• **Tareas requeridas**
[1] Según el texto sobre la culpa, ¿qué obtiene quien se atreve a culpar?
[2] Cita textualmente el fragmento del texto sobre la culpa que va de "Según la ley, toda" a "y otras variantes.", ambos incluidos.
[3] En el texto sobre la culpa, ¿de qué cosas se señala a alguien como culpable en la frase que empieza con "Te señalo como culpable"? Enuméralas todas.

• **Texto proporcionado**
■ ■ ■ ■

Según la ley, toda persona es inocente hasta que se demuestre lo contrario. Según la experiencia cotidiana, toda persona parece ser culpable hasta que se compruebe lo contrario. Pero para cuando esto ocurre, suele haber ya daños irreparables e irreversibles, tales como amistades perdidas, sociedades disueltas, parejas rotas, proyectos abandonados, vínculos fraternales, paternales o filiales quebrados, lazos destruidos, autoestimas arrasadas y otras variantes.
Quien se atreve a culpar, obtiene un lugar de poder. Se convierte en juez, determina castigos, exige reparaciones. Por causa de su herida, real o presunta, pasa al centro de la escena. Su ofensa lo habilita a repartir puniciones, azotes y anatemas. Le da poder sobre el culpable. Pocos poderes suelen ser usados de manera tan arbitraria como el que un ofendido tiene sobre su ofensor.
Te señalo como culpable de mi pena, de mi dolor, de mi desdicha, de mi frustración, de mi desencanto, de mi pérdida. Y, en el acto, eso me da derechos sobre ti. El vínculo entre culpador y culpado es uno de los más experimentados y arraigados en nuestra cultura.

■ ■ ■ ■

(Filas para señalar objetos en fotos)
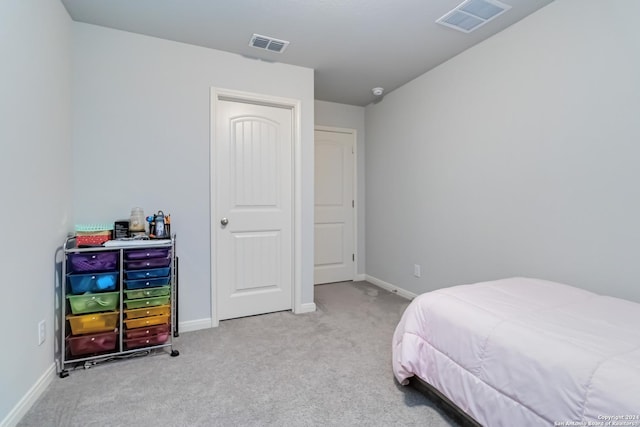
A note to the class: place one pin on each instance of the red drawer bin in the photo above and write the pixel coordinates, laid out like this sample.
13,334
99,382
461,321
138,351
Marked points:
147,341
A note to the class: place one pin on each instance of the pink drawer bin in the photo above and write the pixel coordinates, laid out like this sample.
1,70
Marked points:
93,343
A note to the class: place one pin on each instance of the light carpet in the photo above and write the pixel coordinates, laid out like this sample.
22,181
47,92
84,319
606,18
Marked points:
327,368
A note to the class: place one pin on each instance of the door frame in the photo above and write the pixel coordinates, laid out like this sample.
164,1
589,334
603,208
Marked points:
220,94
354,181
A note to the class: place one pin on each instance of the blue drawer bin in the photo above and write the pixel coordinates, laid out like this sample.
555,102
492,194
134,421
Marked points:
147,274
146,283
96,282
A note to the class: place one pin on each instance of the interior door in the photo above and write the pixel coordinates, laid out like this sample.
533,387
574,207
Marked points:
334,256
253,261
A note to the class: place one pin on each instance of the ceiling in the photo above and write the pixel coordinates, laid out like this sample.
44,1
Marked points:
353,45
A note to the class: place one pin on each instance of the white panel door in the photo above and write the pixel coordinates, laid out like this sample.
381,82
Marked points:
253,262
334,218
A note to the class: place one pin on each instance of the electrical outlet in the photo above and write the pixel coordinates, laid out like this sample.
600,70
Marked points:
42,331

■ ■ ■ ■

• **Respuestas en orden**
[1] Un lugar de poder.

[2]
Según la ley, toda persona es inocente hasta que se demuestre lo contrario. Según la experiencia cotidiana, toda persona parece ser culpable hasta que se compruebe lo contrario. Pero para cuando esto ocurre, suele haber ya daños irreparables e irreversibles, tales como amistades perdidas, sociedades disueltas, parejas rotas, proyectos abandonados, vínculos fraternales, paternales o filiales quebrados, lazos destruidos, autoestimas arrasadas y otras variantes.

[3] Mi pena, mi dolor, mi desdicha, mi frustración, mi desencanto, mi pérdida.